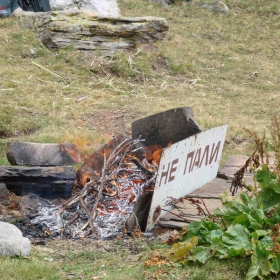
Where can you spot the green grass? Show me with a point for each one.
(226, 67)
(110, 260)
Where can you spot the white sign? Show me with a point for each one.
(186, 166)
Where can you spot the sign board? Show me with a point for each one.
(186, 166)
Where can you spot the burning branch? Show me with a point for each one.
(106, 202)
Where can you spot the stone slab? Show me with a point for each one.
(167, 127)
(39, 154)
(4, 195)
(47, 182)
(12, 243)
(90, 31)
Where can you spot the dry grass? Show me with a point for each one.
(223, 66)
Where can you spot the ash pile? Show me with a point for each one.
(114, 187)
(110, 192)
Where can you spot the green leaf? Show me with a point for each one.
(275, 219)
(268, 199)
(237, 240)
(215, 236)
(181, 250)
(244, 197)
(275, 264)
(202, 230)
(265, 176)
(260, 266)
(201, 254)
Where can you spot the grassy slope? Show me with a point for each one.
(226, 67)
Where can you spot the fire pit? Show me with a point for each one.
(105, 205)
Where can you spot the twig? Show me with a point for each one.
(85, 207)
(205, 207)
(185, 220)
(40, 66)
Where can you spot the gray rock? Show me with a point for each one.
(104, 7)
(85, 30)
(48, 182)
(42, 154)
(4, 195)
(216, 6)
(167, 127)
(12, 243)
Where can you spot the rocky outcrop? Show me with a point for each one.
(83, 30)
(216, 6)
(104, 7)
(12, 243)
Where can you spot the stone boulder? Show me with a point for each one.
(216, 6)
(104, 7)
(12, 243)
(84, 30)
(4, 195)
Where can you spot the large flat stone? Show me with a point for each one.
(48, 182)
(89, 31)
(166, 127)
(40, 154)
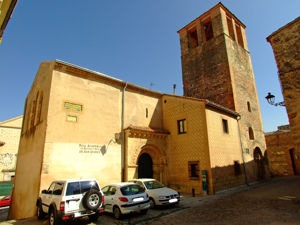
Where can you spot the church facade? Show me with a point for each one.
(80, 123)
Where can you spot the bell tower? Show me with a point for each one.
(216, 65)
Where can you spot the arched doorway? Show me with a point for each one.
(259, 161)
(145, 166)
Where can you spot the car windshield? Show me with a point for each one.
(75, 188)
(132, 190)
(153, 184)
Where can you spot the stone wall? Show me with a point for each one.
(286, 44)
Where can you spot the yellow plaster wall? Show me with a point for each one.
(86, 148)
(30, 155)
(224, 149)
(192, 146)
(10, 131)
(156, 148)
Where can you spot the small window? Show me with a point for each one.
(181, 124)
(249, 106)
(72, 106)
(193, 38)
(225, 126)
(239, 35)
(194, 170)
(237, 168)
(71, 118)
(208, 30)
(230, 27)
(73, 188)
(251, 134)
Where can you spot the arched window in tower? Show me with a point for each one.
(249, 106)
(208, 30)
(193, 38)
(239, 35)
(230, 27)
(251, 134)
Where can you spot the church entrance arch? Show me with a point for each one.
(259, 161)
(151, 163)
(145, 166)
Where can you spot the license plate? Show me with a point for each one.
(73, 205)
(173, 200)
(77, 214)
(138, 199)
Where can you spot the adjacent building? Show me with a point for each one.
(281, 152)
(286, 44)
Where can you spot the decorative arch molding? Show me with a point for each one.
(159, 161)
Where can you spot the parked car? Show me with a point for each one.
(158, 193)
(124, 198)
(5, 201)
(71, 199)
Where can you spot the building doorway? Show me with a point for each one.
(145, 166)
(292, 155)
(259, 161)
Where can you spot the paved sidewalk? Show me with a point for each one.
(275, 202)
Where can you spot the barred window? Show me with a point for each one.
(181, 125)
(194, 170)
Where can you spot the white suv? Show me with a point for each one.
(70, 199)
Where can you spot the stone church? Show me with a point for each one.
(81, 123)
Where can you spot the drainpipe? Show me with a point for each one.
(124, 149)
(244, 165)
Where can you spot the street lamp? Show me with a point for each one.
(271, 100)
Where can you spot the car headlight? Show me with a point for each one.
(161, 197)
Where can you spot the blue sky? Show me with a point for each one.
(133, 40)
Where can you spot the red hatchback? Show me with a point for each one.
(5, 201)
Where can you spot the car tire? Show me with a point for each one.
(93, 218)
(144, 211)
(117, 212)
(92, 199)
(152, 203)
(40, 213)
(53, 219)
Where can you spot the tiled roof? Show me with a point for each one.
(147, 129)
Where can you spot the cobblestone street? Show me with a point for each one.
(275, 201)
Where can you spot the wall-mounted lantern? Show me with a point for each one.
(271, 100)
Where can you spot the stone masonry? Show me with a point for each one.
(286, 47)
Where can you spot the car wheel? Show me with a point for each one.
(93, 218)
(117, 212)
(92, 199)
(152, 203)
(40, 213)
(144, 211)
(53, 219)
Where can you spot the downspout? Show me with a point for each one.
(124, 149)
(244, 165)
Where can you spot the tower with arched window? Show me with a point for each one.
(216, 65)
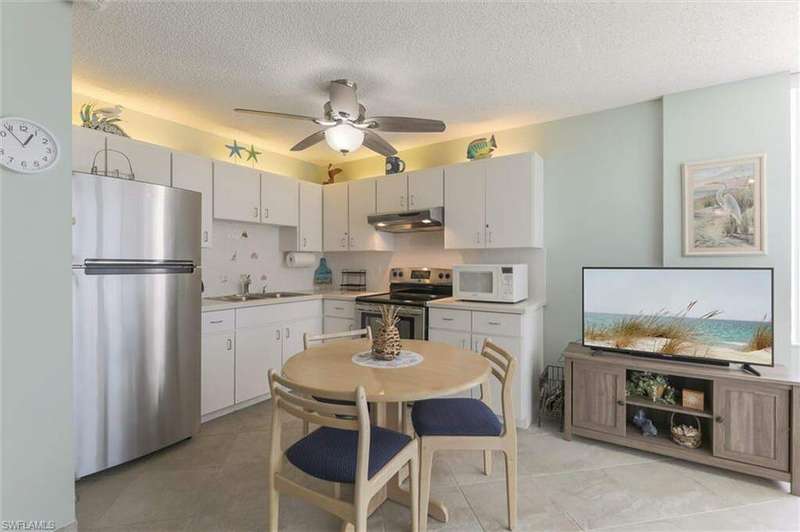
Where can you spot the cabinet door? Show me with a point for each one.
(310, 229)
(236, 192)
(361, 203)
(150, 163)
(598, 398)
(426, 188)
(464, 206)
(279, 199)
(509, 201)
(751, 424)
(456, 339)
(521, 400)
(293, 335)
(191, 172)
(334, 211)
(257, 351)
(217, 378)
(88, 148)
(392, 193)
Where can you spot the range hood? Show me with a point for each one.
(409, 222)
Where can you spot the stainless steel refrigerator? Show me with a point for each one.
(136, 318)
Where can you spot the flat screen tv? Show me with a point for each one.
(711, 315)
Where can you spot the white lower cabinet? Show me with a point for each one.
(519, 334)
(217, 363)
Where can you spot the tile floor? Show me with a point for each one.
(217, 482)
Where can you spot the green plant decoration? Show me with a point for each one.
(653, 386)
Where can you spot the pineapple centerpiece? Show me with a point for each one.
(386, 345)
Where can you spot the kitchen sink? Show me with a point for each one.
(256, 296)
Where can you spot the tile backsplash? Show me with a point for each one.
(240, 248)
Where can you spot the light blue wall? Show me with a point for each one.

> **Do this**: All of the data above should be quoted exactly, except for the pictures.

> **Response to the exercise**:
Where can you spot the green grass? Show me with a point for each one.
(226, 67)
(110, 260)
Where can you spot the white sign? Show me with a point for each one.
(186, 166)
Where can you spot the sign board? Show me with a point for each one.
(186, 166)
Where can you spot the burning branch? Show me with a point for each one.
(106, 202)
Where can you spot the stone slab? Show me with a point for each one.
(167, 127)
(39, 154)
(4, 195)
(47, 182)
(12, 243)
(90, 31)
Where can you spot the dry grass? Show me with a point for each one.
(223, 66)
Where can you spot the ash pile? Show me with a point for each one.
(114, 187)
(110, 192)
Where can you spot the green leaf? Show me with a point for each one.
(275, 219)
(268, 199)
(237, 240)
(215, 236)
(181, 250)
(244, 197)
(275, 264)
(202, 230)
(265, 176)
(260, 266)
(201, 254)
Where can you spot the grassy slope? Show me with a point for each one.
(226, 67)
Where can you spot the fire pit? Show me with a point for each one.
(105, 205)
Where can you spot the twig? Show me with a point for each one.
(85, 207)
(205, 207)
(185, 220)
(40, 66)
Where can you spot the gray rock? Show me with a point for each one.
(104, 7)
(85, 30)
(48, 182)
(42, 154)
(4, 195)
(216, 6)
(167, 127)
(12, 243)
Where can you spot the rocky outcrop? Show me with a point for each one.
(83, 30)
(216, 6)
(104, 7)
(12, 243)
Where can you spot the stone boulder? Show me with a point for each one.
(216, 6)
(104, 7)
(12, 243)
(84, 30)
(4, 195)
Where can you spot the large flat stone? Show me with a point for each one.
(48, 182)
(89, 31)
(166, 127)
(40, 154)
Where can you spot the church facade? Show me with a point for each one.
(80, 123)
Where can you spot the bell tower? Show me with a point for each one.
(216, 65)
Where can you spot the arched doorway? Show me with a point for each one.
(259, 161)
(145, 166)
Where can you spot the car windshield? Show me with a point for each one.
(75, 188)
(132, 190)
(153, 184)
Where can you spot the stone wall? Show me with a point for each one.
(286, 44)
Where can you spot the yellow plaster wall? Show me with a point for each one.
(86, 148)
(30, 155)
(224, 149)
(192, 146)
(10, 131)
(156, 148)
Where can you spot the small window? Show me with a point for each one.
(181, 124)
(249, 106)
(72, 106)
(193, 38)
(225, 126)
(239, 35)
(194, 170)
(237, 168)
(71, 118)
(208, 30)
(230, 27)
(73, 188)
(251, 134)
Where can you spot the arched window in tower? Show me with a point for each one.
(249, 106)
(208, 30)
(193, 38)
(239, 35)
(230, 27)
(251, 134)
Where can you spot the church entrance arch? Show me with a point for each one.
(259, 161)
(151, 163)
(145, 166)
Where can you spot the license plate? Show me with a point for each one.
(73, 205)
(173, 200)
(77, 214)
(138, 199)
Where can you spot the adjacent building? Show me with a point for each one.
(281, 152)
(286, 44)
Where can you spot the decorative arch molding? Show me with a point for each one.
(159, 161)
Where can you spot the parked car? Show me with a point for each one.
(158, 193)
(124, 198)
(5, 201)
(71, 199)
Where can you spot the building doorway? Show me with a point for each one.
(145, 166)
(292, 155)
(259, 161)
Where can you spot the paved sidewalk? Show me with a point for each one.
(275, 202)
Where can you spot the barred window? Show me with a point for each one.
(181, 125)
(194, 170)
Where can you spot the white suv? Show me with a point for each one.
(70, 199)
Where can you spot the stone church? Show me with a point for each one.
(81, 123)
Where can you spot the drainpipe? Show me with a point for each one.
(124, 149)
(244, 165)
Where can you spot the street lamp? Show me with a point for each one.
(271, 100)
Where can you spot the car headlight? Show me with a point for each one.
(161, 197)
Where can you spot the blue sky? Show me with a point for each one.
(133, 40)
Where can you spot the red hatchback? Show me with a point for each one.
(5, 201)
Where can you spot the car tire? Show me with a point for each one.
(93, 218)
(144, 211)
(117, 212)
(92, 199)
(152, 203)
(40, 213)
(53, 219)
Where can you spot the tiled roof? Show me with a point for each one.
(147, 129)
Where can you spot the cobblestone street? Show me with a point for each one.
(275, 201)
Where can you spot the wall-mounted lantern? Show me with a point for each one.
(271, 100)
Where can you spot the stone masonry? Show me with a point for each one.
(286, 47)
Where can you spot the car wheel? Show me with a point for each one.
(93, 218)
(117, 212)
(92, 199)
(152, 203)
(40, 213)
(144, 211)
(53, 219)
Where can you spot the downspout? Show me with a point for each one.
(124, 149)
(244, 165)
Where can you spot the tower with arched window? Show me with a point for each one.
(216, 65)
Where can you spot the cabinet door? Show me with a point for each one.
(310, 229)
(236, 192)
(361, 203)
(150, 163)
(598, 398)
(426, 188)
(464, 206)
(279, 199)
(509, 201)
(751, 424)
(456, 339)
(521, 400)
(293, 335)
(191, 172)
(334, 211)
(257, 351)
(217, 378)
(88, 148)
(392, 193)
Where can you spot the range hood? Show me with a point for each one.
(409, 222)
Where can you spot the stainless steel refrigerator? Show me with a point for each one.
(136, 318)
Where can you spot the flat screen tv? Show me with a point for each one.
(711, 315)
Where can you spot the white lower cabinet? Show me with a point for each one.
(519, 334)
(217, 363)
Where can you spot the tile floor? Show me with a point for each one.
(217, 482)
Where can you spot the green plant decoration? Show me with a point for each one.
(653, 386)
Where can you spot the pineapple centerpiece? Show me with a point for each one.
(386, 345)
Where can you spot the kitchen sink? Show me with a point for each one.
(256, 296)
Where can you spot the tile backsplash? Show me with a point for each one.
(240, 248)
Where can you spot the light blue wall? Show me with a point for each one.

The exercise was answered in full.